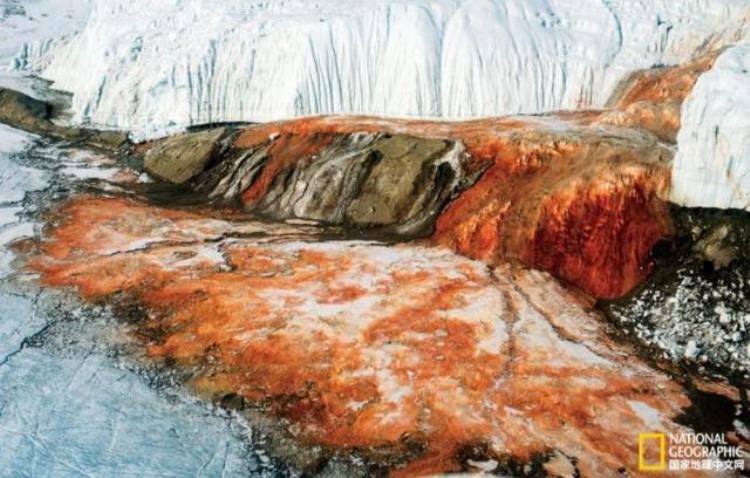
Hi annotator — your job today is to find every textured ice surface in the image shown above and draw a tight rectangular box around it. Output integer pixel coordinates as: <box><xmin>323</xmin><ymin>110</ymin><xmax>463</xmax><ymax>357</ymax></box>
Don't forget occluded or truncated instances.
<box><xmin>672</xmin><ymin>43</ymin><xmax>750</xmax><ymax>211</ymax></box>
<box><xmin>0</xmin><ymin>126</ymin><xmax>285</xmax><ymax>477</ymax></box>
<box><xmin>0</xmin><ymin>287</ymin><xmax>282</xmax><ymax>477</ymax></box>
<box><xmin>17</xmin><ymin>0</ymin><xmax>750</xmax><ymax>138</ymax></box>
<box><xmin>0</xmin><ymin>0</ymin><xmax>91</xmax><ymax>63</ymax></box>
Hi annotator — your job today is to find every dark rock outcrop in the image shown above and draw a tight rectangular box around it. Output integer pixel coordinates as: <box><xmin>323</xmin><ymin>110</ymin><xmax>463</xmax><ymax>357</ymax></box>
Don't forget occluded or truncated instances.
<box><xmin>143</xmin><ymin>128</ymin><xmax>227</xmax><ymax>184</ymax></box>
<box><xmin>601</xmin><ymin>207</ymin><xmax>750</xmax><ymax>376</ymax></box>
<box><xmin>194</xmin><ymin>133</ymin><xmax>476</xmax><ymax>238</ymax></box>
<box><xmin>0</xmin><ymin>88</ymin><xmax>128</xmax><ymax>150</ymax></box>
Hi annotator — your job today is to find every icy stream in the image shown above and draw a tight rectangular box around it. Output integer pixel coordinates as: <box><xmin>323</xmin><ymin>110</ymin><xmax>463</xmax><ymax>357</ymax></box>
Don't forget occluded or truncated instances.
<box><xmin>0</xmin><ymin>126</ymin><xmax>286</xmax><ymax>477</ymax></box>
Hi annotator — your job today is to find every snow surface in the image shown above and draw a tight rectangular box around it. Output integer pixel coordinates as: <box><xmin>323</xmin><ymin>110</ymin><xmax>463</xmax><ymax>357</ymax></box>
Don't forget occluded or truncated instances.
<box><xmin>0</xmin><ymin>119</ymin><xmax>293</xmax><ymax>478</ymax></box>
<box><xmin>0</xmin><ymin>0</ymin><xmax>91</xmax><ymax>66</ymax></box>
<box><xmin>11</xmin><ymin>0</ymin><xmax>750</xmax><ymax>136</ymax></box>
<box><xmin>672</xmin><ymin>42</ymin><xmax>750</xmax><ymax>211</ymax></box>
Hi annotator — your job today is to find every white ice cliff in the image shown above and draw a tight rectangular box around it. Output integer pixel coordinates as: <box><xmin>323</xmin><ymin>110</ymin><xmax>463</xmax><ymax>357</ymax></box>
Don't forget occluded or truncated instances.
<box><xmin>672</xmin><ymin>43</ymin><xmax>750</xmax><ymax>211</ymax></box>
<box><xmin>11</xmin><ymin>0</ymin><xmax>750</xmax><ymax>138</ymax></box>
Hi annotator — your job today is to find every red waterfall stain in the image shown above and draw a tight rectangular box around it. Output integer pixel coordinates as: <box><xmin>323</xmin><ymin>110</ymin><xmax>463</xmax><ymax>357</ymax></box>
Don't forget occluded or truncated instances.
<box><xmin>25</xmin><ymin>196</ymin><xmax>704</xmax><ymax>477</ymax></box>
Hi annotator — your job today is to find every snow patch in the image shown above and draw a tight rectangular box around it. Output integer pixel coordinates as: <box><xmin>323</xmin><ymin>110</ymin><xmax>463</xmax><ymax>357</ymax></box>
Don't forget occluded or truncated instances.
<box><xmin>17</xmin><ymin>0</ymin><xmax>748</xmax><ymax>137</ymax></box>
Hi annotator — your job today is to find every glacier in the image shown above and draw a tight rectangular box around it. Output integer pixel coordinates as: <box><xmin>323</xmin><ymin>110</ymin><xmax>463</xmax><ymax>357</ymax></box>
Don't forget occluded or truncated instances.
<box><xmin>12</xmin><ymin>0</ymin><xmax>750</xmax><ymax>138</ymax></box>
<box><xmin>671</xmin><ymin>42</ymin><xmax>750</xmax><ymax>211</ymax></box>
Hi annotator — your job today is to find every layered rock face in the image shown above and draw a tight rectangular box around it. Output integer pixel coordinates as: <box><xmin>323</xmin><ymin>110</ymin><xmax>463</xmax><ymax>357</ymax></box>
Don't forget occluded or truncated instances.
<box><xmin>17</xmin><ymin>0</ymin><xmax>748</xmax><ymax>137</ymax></box>
<box><xmin>27</xmin><ymin>197</ymin><xmax>690</xmax><ymax>477</ymax></box>
<box><xmin>170</xmin><ymin>114</ymin><xmax>671</xmax><ymax>297</ymax></box>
—————
Aim => Copy the material starting at the line containing "every snow patch" and ending at the end of the material, swapping every "annotator" for "labeler" and keeping everything else the same.

Output for this exercise =>
Hi labeler — your job today is to find every snow patch in the image shown above and draw a tight rectangular box around it. Output integer pixel coordinates as: <box><xmin>323</xmin><ymin>110</ymin><xmax>463</xmax><ymax>357</ymax></box>
Don't forget occluded or truncated instances.
<box><xmin>17</xmin><ymin>0</ymin><xmax>748</xmax><ymax>137</ymax></box>
Hi labeler — your job today is to find every glacier in the image shown above and draw a tight rectangular box around it. Output integer pixel coordinates as: <box><xmin>323</xmin><ymin>110</ymin><xmax>463</xmax><ymax>357</ymax></box>
Don't forget occluded or truncated instances.
<box><xmin>12</xmin><ymin>0</ymin><xmax>750</xmax><ymax>138</ymax></box>
<box><xmin>671</xmin><ymin>42</ymin><xmax>750</xmax><ymax>211</ymax></box>
Hi labeler — your job today is to find every layered rock face in the image shown above and draw a tight rectangular box around it. Output integer pixel coordinates as: <box><xmin>323</xmin><ymin>110</ymin><xmax>463</xmax><ymax>357</ymax></box>
Don't forget occluded or truncated instances.
<box><xmin>17</xmin><ymin>0</ymin><xmax>748</xmax><ymax>137</ymax></box>
<box><xmin>27</xmin><ymin>197</ymin><xmax>690</xmax><ymax>477</ymax></box>
<box><xmin>170</xmin><ymin>114</ymin><xmax>671</xmax><ymax>297</ymax></box>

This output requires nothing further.